## Data for the task

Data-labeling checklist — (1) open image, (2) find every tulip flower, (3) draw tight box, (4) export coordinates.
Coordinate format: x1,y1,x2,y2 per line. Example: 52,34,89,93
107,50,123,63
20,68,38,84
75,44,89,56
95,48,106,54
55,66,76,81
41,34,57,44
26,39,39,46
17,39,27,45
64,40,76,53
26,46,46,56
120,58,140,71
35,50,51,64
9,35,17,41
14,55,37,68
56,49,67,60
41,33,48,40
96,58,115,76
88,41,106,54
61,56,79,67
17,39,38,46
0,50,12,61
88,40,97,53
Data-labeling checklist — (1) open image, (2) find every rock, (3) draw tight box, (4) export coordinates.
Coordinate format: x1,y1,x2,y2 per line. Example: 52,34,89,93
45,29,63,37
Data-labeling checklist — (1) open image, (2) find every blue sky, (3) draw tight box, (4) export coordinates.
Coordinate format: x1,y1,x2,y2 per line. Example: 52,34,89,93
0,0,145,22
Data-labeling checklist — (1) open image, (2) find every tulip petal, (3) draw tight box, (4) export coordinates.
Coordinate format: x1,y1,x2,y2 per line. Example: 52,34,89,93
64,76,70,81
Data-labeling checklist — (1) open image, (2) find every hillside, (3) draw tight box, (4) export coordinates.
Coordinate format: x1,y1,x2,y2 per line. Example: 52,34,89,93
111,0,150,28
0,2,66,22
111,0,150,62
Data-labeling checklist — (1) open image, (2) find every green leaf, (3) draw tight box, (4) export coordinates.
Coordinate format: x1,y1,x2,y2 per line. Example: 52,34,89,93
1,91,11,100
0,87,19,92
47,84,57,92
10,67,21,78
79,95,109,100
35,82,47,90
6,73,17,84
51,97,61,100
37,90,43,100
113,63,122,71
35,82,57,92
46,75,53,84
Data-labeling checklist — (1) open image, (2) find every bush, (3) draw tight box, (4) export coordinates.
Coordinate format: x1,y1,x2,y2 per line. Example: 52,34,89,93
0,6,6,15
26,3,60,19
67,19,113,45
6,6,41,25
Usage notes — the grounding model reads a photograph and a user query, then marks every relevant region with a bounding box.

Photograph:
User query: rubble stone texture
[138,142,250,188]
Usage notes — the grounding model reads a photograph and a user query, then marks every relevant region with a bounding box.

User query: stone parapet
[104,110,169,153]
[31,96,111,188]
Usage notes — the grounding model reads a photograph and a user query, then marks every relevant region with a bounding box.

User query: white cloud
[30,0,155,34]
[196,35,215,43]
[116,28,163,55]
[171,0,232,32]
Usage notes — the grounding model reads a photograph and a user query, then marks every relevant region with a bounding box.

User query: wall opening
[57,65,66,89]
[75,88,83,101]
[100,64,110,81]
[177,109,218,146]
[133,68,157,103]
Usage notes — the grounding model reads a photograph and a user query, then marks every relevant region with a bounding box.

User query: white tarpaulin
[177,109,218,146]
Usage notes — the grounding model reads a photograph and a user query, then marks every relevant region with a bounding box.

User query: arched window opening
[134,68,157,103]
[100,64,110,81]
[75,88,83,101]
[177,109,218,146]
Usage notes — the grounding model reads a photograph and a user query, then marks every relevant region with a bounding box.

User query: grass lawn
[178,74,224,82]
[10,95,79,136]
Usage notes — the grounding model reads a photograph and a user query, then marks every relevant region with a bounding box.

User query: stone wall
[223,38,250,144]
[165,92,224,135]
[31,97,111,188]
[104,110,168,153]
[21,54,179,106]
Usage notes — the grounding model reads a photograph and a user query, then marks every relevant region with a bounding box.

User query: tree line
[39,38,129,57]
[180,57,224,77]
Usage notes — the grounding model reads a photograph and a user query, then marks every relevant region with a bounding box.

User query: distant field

## Exercise details
The expected answer is the lines from the one containing "User query: arched window opening" through the end of the material, reproduced exactly with both ends kept.

## Result for this task
User query: arched window opening
[134,68,157,103]
[100,64,110,81]
[75,88,83,101]
[177,109,218,146]
Usage notes — the grounding model reads a photograph and a user query, then marks every relevant region with a bounding box.

User query: grass lawn
[178,74,224,82]
[10,95,79,136]
Usage notes — the grounding model reads a photograph and a user query, then marks every relevant region with a bounding box.

User query: stone wall
[223,38,250,144]
[165,92,224,135]
[31,97,111,188]
[104,110,168,153]
[21,54,179,106]
Usage notes — the grounding model reads a photograph and a user query, then marks every relevant region with a bounding box.

User query: tree line
[39,38,129,57]
[180,57,224,77]
Usage notes — the grounding model reads a photograph and a user query, then marks every relevant region with a bounding box.

User query: distant field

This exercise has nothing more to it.